▼▼▼

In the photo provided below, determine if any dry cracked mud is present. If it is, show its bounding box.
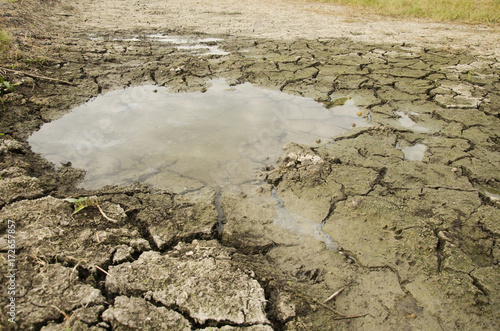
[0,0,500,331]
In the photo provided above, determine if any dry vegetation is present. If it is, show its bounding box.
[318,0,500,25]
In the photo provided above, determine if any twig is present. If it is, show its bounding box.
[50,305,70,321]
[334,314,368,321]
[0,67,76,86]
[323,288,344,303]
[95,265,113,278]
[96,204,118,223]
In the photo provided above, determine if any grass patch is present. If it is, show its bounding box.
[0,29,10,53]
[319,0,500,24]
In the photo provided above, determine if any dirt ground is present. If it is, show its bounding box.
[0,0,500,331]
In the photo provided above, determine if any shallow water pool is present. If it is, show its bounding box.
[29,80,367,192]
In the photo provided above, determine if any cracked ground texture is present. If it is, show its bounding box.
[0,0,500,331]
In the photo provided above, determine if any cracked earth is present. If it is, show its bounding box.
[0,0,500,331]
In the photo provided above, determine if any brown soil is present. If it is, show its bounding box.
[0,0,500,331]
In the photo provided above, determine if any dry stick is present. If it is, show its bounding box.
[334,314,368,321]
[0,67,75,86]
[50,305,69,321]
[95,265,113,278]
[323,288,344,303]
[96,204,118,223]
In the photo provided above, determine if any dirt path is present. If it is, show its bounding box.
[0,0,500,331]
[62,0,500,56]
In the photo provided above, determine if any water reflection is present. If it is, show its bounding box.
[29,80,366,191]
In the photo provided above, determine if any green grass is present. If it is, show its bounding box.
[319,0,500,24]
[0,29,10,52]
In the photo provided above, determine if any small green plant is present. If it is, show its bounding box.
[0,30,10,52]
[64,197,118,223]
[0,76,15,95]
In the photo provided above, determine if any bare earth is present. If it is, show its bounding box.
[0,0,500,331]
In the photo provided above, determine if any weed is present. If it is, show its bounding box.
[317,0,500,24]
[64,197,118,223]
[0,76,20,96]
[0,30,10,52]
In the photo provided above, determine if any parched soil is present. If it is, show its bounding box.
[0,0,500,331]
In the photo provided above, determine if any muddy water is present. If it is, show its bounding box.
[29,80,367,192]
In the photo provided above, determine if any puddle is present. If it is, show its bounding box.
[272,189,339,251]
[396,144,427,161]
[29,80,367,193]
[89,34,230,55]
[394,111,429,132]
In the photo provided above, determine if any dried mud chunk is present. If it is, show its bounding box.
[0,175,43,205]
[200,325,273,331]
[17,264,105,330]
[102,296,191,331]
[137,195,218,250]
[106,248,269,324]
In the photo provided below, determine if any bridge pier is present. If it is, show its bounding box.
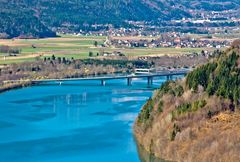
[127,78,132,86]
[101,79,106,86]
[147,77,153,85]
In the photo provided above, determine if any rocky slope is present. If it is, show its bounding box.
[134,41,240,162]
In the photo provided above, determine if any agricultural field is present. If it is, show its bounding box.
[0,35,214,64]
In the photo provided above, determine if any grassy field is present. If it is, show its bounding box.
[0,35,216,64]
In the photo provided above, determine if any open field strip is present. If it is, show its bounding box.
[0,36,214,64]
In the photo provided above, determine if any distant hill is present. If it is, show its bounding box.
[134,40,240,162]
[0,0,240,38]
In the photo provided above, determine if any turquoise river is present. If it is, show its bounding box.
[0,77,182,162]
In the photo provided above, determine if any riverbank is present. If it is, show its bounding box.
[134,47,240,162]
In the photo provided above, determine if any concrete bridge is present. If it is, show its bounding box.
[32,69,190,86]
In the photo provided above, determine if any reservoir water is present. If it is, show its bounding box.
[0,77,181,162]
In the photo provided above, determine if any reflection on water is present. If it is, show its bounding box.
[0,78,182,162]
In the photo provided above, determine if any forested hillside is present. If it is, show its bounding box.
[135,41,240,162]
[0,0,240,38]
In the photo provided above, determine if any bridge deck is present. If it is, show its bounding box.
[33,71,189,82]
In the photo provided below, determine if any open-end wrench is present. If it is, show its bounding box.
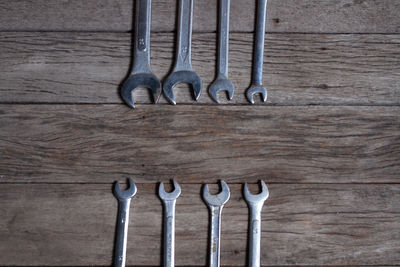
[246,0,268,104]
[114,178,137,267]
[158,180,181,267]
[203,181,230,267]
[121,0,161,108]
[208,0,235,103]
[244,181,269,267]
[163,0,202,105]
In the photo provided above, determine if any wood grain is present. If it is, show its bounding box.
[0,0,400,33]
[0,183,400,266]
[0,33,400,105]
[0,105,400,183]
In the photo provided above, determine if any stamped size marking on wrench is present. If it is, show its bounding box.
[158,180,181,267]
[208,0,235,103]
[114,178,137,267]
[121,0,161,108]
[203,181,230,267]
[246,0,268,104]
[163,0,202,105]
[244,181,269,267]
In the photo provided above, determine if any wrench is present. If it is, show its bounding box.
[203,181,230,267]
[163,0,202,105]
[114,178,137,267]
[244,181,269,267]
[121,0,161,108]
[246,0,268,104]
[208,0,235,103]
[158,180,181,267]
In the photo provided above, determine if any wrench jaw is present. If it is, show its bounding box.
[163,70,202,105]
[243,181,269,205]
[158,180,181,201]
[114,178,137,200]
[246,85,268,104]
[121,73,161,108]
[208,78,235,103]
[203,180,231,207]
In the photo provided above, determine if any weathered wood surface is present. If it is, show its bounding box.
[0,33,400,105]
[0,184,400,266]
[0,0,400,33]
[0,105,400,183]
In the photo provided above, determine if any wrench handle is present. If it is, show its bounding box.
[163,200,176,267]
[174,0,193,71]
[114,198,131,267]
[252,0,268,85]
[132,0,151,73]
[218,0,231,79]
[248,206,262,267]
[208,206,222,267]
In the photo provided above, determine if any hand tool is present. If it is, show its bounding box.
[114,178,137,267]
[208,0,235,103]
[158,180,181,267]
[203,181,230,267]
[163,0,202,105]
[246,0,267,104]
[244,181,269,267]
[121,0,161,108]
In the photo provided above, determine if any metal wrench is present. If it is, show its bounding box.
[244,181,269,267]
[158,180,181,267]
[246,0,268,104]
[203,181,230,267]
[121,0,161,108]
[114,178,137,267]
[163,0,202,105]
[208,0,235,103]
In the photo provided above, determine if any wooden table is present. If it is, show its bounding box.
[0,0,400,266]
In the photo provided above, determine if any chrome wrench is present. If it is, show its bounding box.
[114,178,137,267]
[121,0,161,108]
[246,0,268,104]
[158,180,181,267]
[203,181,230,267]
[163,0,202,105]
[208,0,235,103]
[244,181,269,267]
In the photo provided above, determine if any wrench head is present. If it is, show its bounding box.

▲▲▲

» **OBJECTIVE**: Reproduce every one of the rows above word for word, leaving the pictures out.

» **WRITTEN ANSWER**:
In the photo provided below, determine if any dry cracked mud is present. If it is, show its bounding box.
[0,0,500,331]
In the photo provided above, determine if any dry vegetation is present. If it is, show its bounding box.
[318,0,500,25]
In the photo provided above, determine if any twig is present. If it is, show its bounding box.
[50,305,70,321]
[334,314,368,321]
[0,67,76,86]
[323,288,344,303]
[95,265,113,278]
[96,204,118,223]
In the photo provided above, determine if any grass patch is present. If it is, show its bounding box.
[0,29,10,53]
[319,0,500,24]
In the photo provided above, determine if any dirt ground is present. If it is, show its bounding box.
[0,0,500,331]
In the photo provided above, determine if any shallow water pool is present. If it is, show its bounding box.
[29,80,367,192]
In the photo provided above, determine if any cracked ground texture is present. If it is, show its bounding box.
[0,0,500,331]
In the photo provided above, determine if any cracked earth is present. If it is, show its bounding box.
[0,0,500,331]
In the photo provided above, determine if any brown soil is present. If it is, show its bounding box.
[0,0,500,331]
In the photo provided above, determine if any dry stick is present. If it is, show its bounding box.
[334,314,368,321]
[0,67,75,86]
[50,305,69,321]
[95,265,113,278]
[323,288,344,303]
[96,204,118,223]
In the photo provided above, determine if any dirt path is present. If it is, show its bounding box.
[0,0,500,331]
[62,0,500,56]
In the photo provided above, determine if any water reflection is present. If it is, show its bounding box.
[29,80,366,191]
In the photo provided above, determine if any green grass is present. If it is, show its bounding box.
[319,0,500,24]
[0,29,10,52]
In the photo provided above, determine if any small green plant is present. If it is, show its bounding box.
[0,30,10,52]
[64,197,118,223]
[0,76,15,95]
In the photo provided above, determine if any bare earth is present. If it is, show its bounding box.
[0,0,500,331]
In the photo provided above, determine if any weed is present. If it is, show its bounding box.
[317,0,500,24]
[64,197,118,223]
[0,76,20,96]
[0,30,10,52]
In the photo provided above, determine if any parched soil is present. If it is, show its bounding box.
[0,0,500,331]
In the photo provided above, determine if any muddy water is present. If it is, show its bounding box.
[29,80,367,192]
In the photo provided above, determine if any puddle is present. If it is, show its bounding box.
[272,189,339,251]
[396,144,427,161]
[29,80,367,193]
[89,34,230,55]
[394,111,429,132]
In the photo provided above, determine if any dried mud chunk is present. If it is, show its bounding box.
[0,175,43,205]
[200,325,273,331]
[17,264,105,330]
[102,296,191,331]
[137,195,218,250]
[106,248,269,324]
In the photo provided below, determine if any bridge pier is present. If it is, show its bounding box.
[127,78,132,86]
[101,79,106,86]
[147,77,153,85]
In the photo provided above, determine if any rocky slope is present. If it is, show its bounding box.
[134,41,240,162]
In the photo provided above, determine if any agricultural field is present. If it is, show its bounding box.
[0,35,214,64]
In the photo provided above, determine if any grassy field is present. If it is, show its bounding box.
[0,35,216,64]
In the photo provided above, determine if any open field strip is present. If it is, show its bounding box.
[0,36,214,64]
In the photo provided above, determine if any distant hill is present. If it is, show its bounding box.
[134,40,240,162]
[0,0,240,38]
In the photo provided above, determine if any turquoise river is present. If it is, show its bounding box.
[0,77,182,162]
In the photo provided above, determine if any riverbank is present. If it is, show its bounding box.
[134,47,240,162]
In the photo provided above, determine if any concrete bridge is present. If it is, show its bounding box.
[32,69,190,86]
In the photo provided above, determine if any reservoir water is present. If it is, show its bounding box.
[0,77,181,162]
In the photo provided above, determine if any reflection on water is present. If it is, show its bounding box.
[0,78,182,162]
In the photo provided above, determine if any forested hillside is present. If it is, show its bounding box.
[135,41,240,162]
[0,0,240,38]
In the photo provided above, determine if any bridge deck is present. If it is, show its bounding box.
[33,71,189,82]
In the photo provided below, determine if any open-end wrench is present. If it is, show its bounding box.
[246,0,268,104]
[114,178,137,267]
[158,180,181,267]
[203,181,230,267]
[121,0,161,108]
[208,0,235,103]
[244,181,269,267]
[163,0,202,105]
In the photo provided above, determine if any wood grain is present. If it is, show its bounding box.
[0,0,400,33]
[0,183,400,266]
[0,33,400,105]
[0,105,400,183]
In the photo provided above, determine if any stamped size marking on wrench is present. If it is, show its bounding box.
[158,180,181,267]
[208,0,235,103]
[114,178,137,267]
[121,0,161,108]
[203,181,230,267]
[246,0,268,104]
[163,0,202,105]
[244,181,269,267]
In the photo provided above, determine if any wrench is present. If it is, show its bounding box.
[203,181,230,267]
[163,0,202,105]
[114,178,137,267]
[244,181,269,267]
[121,0,161,108]
[246,0,268,104]
[208,0,235,103]
[158,180,181,267]
In the photo provided above, determine if any wrench jaw is present. If it is, show its bounding box.
[163,70,202,105]
[243,181,269,205]
[158,180,181,201]
[114,178,137,200]
[246,85,268,104]
[121,73,161,108]
[208,78,235,103]
[203,180,231,207]
In the photo provided above, determine if any weathered wood surface is present. If it is, show its bounding box.
[0,33,400,105]
[0,184,400,266]
[0,0,400,33]
[0,105,400,183]
In the photo provided above, determine if any wrench handle is present. If it is, show its bounding box.
[163,200,176,267]
[174,0,193,71]
[114,198,131,267]
[252,0,268,85]
[132,0,151,73]
[218,0,231,79]
[248,206,262,267]
[208,206,222,267]
In the photo provided above, determine if any hand tool is present. If it is, show its bounding box.
[114,178,137,267]
[208,0,235,103]
[158,180,181,267]
[203,181,230,267]
[163,0,202,105]
[246,0,267,104]
[244,181,269,267]
[121,0,161,108]
In the photo provided above, determine if any metal wrench is present. If it is, show its bounding box.
[244,181,269,267]
[158,180,181,267]
[246,0,268,104]
[203,181,230,267]
[121,0,161,108]
[114,178,137,267]
[163,0,202,105]
[208,0,235,103]
In the photo provided above, determine if any wooden table is present. If it is, show its bounding box.
[0,0,400,266]
In the photo provided above, determine if any chrome wrench is present. If it is, show its bounding box.
[114,178,137,267]
[121,0,161,108]
[246,0,268,104]
[158,180,181,267]
[203,181,230,267]
[163,0,202,105]
[208,0,235,103]
[244,181,269,267]
In the photo provided above, determine if any wrench head is present. If it is, show its bounding box.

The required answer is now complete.